§ **GIVEN RECORDS**
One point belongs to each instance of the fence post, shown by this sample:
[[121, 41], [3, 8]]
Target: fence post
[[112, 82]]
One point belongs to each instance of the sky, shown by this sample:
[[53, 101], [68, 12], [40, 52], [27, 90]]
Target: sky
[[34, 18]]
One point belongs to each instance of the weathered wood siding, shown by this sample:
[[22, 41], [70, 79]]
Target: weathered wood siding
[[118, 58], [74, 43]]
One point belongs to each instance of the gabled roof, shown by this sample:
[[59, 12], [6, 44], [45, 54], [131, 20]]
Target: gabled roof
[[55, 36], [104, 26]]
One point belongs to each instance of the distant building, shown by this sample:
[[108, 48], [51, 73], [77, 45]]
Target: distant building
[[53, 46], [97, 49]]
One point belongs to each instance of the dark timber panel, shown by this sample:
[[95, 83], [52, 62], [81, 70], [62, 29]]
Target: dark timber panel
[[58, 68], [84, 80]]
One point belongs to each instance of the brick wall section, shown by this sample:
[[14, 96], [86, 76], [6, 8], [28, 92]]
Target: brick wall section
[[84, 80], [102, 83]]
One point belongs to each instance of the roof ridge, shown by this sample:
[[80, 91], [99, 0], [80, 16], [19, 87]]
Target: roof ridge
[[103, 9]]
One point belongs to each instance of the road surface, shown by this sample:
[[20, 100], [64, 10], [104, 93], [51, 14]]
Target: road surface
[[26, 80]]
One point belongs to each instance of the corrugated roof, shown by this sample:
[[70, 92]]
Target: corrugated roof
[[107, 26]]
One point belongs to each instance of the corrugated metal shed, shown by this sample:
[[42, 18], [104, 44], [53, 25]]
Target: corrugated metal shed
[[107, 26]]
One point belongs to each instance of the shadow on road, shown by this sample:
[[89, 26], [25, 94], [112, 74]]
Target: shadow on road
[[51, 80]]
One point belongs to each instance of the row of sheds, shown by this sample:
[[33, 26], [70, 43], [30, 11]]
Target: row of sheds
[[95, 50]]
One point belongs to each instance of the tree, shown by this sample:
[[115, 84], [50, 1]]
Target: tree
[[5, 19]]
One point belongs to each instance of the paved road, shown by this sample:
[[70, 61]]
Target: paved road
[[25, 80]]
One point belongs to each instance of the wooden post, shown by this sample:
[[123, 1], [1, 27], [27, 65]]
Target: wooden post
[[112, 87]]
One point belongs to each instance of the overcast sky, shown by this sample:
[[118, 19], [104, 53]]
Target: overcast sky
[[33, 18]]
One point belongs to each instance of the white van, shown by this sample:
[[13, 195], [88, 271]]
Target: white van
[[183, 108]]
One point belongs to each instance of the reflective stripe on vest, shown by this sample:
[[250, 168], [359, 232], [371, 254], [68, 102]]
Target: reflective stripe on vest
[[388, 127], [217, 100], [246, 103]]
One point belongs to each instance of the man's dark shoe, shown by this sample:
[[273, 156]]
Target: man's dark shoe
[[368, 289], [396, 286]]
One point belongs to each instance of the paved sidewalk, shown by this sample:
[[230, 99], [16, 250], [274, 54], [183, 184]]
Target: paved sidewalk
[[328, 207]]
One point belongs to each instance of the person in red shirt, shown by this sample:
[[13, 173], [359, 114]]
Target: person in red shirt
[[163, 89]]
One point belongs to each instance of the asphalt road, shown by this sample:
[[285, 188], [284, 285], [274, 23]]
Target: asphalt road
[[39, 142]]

§ **WHAT THE TASK ASKS**
Among the entries above, locate the lines containing "One point belongs to each instance of the brick" and "[[250, 168], [359, 232], [371, 254], [68, 102]]", and transcribe exactly those two lines and all lines between.

§ **SOLVED EXERCISE**
One point belongs to each instance of the brick wall section, shown by this sample:
[[14, 96], [86, 76], [6, 8], [28, 92]]
Target: brick wall section
[[84, 80], [102, 83]]
One point belongs to each instance of the roof ridge, shown by this sample:
[[80, 91], [99, 0], [80, 16], [19, 87]]
Target: roof ridge
[[103, 9]]
One point belongs to each instance of the road surface, shown by this sample:
[[20, 100], [64, 10], [104, 93], [51, 14]]
Target: road surface
[[26, 80]]
One point belongs to each instance of the corrugated roof, shown by this sample:
[[70, 92]]
Target: corrugated roof
[[107, 26]]
One point belongs to each instance of the corrugated metal shed, shown by this sample:
[[42, 18], [104, 44], [53, 25]]
Target: corrugated metal shed
[[107, 26]]
One point belongs to each instance of the shadow on road, shown by this sample:
[[89, 26], [25, 94], [112, 74]]
Target: shadow on road
[[51, 80]]
One point belongs to each instance of the row of sheds, shown by this sample:
[[33, 26], [70, 43], [30, 11]]
Target: row of sheds
[[95, 50]]
One point belongs to each instance of the tree, shown by this sample:
[[115, 84], [50, 1]]
Target: tree
[[5, 19]]
One point belongs to each instance of the paved road, shown by this sample:
[[70, 61]]
Target: paved road
[[25, 80]]
One point belongs to each instance of the wooden post, shown by this sample:
[[123, 1], [1, 27], [27, 65]]
Target: wooden post
[[112, 87]]
One point belongs to each instance of the overcast sky, shown by this sample:
[[118, 19], [104, 53]]
Target: overcast sky
[[33, 18]]
One point belongs to each instance of the white van, shown by this sample:
[[13, 195], [88, 271]]
Target: white van
[[183, 108]]
One point belongs to each instance of the reflective stripe on vest, shown by this sample:
[[250, 168], [359, 232], [371, 254], [68, 102]]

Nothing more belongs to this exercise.